What needs to be done → Write out only the tail of the records, beginning at the line containing "point: horse's hind" and including the last line, exactly as written.

Data in this exercise →

=== Begin Enclosure ===

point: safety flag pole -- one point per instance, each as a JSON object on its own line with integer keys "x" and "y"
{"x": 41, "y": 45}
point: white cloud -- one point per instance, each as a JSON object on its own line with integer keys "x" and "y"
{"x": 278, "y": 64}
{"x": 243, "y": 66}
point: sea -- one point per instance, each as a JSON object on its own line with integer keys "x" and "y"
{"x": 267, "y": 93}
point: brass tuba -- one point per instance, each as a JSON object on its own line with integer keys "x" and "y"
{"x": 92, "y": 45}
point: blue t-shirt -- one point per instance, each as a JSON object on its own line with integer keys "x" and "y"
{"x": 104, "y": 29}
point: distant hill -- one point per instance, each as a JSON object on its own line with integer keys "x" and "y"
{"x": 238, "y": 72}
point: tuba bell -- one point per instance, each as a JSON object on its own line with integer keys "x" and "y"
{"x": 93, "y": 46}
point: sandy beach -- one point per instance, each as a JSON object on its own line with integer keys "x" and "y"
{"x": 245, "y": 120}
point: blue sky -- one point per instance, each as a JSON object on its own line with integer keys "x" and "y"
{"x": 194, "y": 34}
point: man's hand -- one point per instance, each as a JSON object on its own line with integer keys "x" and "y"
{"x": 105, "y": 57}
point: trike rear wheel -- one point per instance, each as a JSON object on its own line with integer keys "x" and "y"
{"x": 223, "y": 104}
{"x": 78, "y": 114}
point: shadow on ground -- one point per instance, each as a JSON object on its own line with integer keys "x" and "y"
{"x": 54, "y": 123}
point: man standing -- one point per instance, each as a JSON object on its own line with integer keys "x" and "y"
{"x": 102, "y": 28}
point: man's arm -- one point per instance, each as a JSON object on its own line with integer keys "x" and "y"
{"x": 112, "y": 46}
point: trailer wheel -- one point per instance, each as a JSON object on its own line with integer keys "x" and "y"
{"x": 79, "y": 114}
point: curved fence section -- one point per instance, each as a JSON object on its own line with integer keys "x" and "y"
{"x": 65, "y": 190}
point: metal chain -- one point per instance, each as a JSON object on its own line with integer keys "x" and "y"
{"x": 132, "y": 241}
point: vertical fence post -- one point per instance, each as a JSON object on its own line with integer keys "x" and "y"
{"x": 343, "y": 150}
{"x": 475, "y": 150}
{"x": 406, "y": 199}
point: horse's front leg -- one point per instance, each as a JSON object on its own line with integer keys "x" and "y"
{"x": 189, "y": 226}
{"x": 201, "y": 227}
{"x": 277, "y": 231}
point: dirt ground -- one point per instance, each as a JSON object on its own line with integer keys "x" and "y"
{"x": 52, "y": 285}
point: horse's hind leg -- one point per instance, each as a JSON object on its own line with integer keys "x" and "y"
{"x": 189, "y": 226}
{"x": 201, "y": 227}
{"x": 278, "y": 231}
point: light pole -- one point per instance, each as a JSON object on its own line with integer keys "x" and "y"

=== End Enclosure ===

Answer to the problem →
point: horse's hind leg -- one point per instance, each as a JSON object on its own line with integer keys "x" and "y"
{"x": 189, "y": 226}
{"x": 201, "y": 227}
{"x": 278, "y": 231}
point: light pole -- one point per instance, each as a JSON object on its own line with integer keys "x" and "y"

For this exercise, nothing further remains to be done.